## Aim of the exercise
Rewrite the records below so that each occurrence of "Where exactly is" becomes "Where is", and leave all other text unchanged.

## Material to process
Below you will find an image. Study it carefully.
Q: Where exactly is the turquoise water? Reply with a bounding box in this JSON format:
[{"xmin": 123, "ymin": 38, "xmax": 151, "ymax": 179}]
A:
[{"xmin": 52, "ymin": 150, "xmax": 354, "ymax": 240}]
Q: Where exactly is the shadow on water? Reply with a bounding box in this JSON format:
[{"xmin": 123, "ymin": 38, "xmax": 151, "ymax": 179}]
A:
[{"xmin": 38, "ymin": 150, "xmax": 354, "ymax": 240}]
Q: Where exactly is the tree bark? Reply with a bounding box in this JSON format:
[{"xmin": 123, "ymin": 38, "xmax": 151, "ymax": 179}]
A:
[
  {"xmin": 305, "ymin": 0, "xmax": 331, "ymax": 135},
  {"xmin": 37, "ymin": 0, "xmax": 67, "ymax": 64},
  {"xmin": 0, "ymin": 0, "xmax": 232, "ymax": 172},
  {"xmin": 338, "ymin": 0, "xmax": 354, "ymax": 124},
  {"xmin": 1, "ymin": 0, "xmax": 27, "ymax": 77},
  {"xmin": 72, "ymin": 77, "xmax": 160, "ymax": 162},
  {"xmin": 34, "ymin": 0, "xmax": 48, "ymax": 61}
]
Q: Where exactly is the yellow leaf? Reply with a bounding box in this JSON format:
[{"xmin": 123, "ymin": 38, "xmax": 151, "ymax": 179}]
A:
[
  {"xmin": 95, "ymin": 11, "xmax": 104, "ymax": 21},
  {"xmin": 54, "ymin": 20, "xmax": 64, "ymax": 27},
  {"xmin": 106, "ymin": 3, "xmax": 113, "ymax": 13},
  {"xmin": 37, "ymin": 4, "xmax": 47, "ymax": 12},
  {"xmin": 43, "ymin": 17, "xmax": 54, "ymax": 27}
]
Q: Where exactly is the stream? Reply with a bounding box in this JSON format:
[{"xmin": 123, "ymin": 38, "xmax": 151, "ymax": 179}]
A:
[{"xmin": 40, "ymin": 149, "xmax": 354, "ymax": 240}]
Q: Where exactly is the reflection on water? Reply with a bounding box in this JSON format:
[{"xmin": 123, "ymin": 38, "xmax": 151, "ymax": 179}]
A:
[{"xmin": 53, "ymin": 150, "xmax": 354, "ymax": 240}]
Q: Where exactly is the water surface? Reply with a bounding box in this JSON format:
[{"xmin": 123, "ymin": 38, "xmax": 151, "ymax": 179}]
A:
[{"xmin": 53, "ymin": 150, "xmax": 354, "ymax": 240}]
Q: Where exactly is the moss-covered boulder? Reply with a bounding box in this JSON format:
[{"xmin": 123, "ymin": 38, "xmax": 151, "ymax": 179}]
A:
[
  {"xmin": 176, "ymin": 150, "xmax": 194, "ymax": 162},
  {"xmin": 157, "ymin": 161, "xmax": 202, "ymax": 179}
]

## Exercise output
Below you will find an image. Study it carefully.
Q: Where is the turquoise water? Reply with a bounding box in this JSON format:
[{"xmin": 123, "ymin": 38, "xmax": 151, "ymax": 179}]
A:
[{"xmin": 52, "ymin": 150, "xmax": 354, "ymax": 240}]
Q: Where is the shadow on water? Reply with a bounding box in this JSON format:
[{"xmin": 123, "ymin": 38, "xmax": 151, "ymax": 179}]
A:
[{"xmin": 38, "ymin": 150, "xmax": 354, "ymax": 240}]
Q: Where is the tree bark? Reply with a bounding box in this JSON format:
[{"xmin": 123, "ymin": 38, "xmax": 151, "ymax": 179}]
A:
[
  {"xmin": 305, "ymin": 0, "xmax": 331, "ymax": 135},
  {"xmin": 37, "ymin": 0, "xmax": 67, "ymax": 64},
  {"xmin": 0, "ymin": 0, "xmax": 232, "ymax": 172},
  {"xmin": 338, "ymin": 0, "xmax": 354, "ymax": 124},
  {"xmin": 1, "ymin": 0, "xmax": 27, "ymax": 77},
  {"xmin": 72, "ymin": 77, "xmax": 160, "ymax": 162},
  {"xmin": 34, "ymin": 0, "xmax": 48, "ymax": 61}
]
Q: Where is the yellow leaf? Reply with a bounding box in this JSON format:
[{"xmin": 123, "ymin": 38, "xmax": 151, "ymax": 179}]
A:
[
  {"xmin": 95, "ymin": 11, "xmax": 104, "ymax": 21},
  {"xmin": 54, "ymin": 20, "xmax": 64, "ymax": 27},
  {"xmin": 106, "ymin": 3, "xmax": 113, "ymax": 13},
  {"xmin": 37, "ymin": 4, "xmax": 47, "ymax": 12},
  {"xmin": 43, "ymin": 17, "xmax": 54, "ymax": 27}
]
Q: Where is the stream? Reply with a bounding box in this JSON format:
[{"xmin": 123, "ymin": 38, "xmax": 151, "ymax": 179}]
A:
[{"xmin": 40, "ymin": 149, "xmax": 354, "ymax": 240}]
Q: Where is the reflection on water? Reply with a bounding box in this JSON format:
[{"xmin": 123, "ymin": 38, "xmax": 151, "ymax": 179}]
A:
[{"xmin": 53, "ymin": 150, "xmax": 354, "ymax": 240}]
Q: Where is the water surface? Reply with a bounding box in this JSON format:
[{"xmin": 123, "ymin": 38, "xmax": 151, "ymax": 179}]
A:
[{"xmin": 53, "ymin": 150, "xmax": 354, "ymax": 240}]
Q: Where is the moss-covered boulder? Reply with a bounding box in this JSON format:
[{"xmin": 123, "ymin": 38, "xmax": 151, "ymax": 179}]
A:
[
  {"xmin": 176, "ymin": 150, "xmax": 194, "ymax": 162},
  {"xmin": 157, "ymin": 161, "xmax": 202, "ymax": 179}
]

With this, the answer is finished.